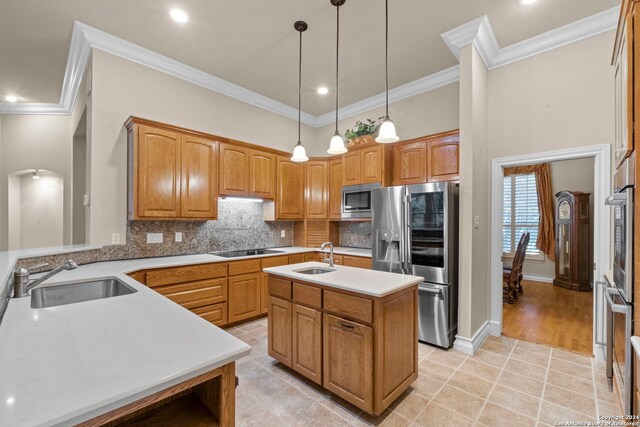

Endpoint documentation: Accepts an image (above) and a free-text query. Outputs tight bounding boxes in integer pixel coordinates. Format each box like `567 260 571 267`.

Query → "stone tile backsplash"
340 221 371 249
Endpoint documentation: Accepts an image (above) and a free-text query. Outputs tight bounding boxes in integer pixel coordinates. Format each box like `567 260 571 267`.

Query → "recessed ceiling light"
169 9 189 24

### WHAT YOU NEED TO DO
Return the records word for word from their start through the line that contains "340 221 371 249", including that line. Leave the pictures out of your answer.

### ANSWER IN FULL
Endpoint documentation: Accepts an image (above) and a free-text query. Outputs tight bounding boxes in integer pixel coordinates. Format each box like `567 260 571 267`.

Query → "stone tile backsplash"
340 221 371 249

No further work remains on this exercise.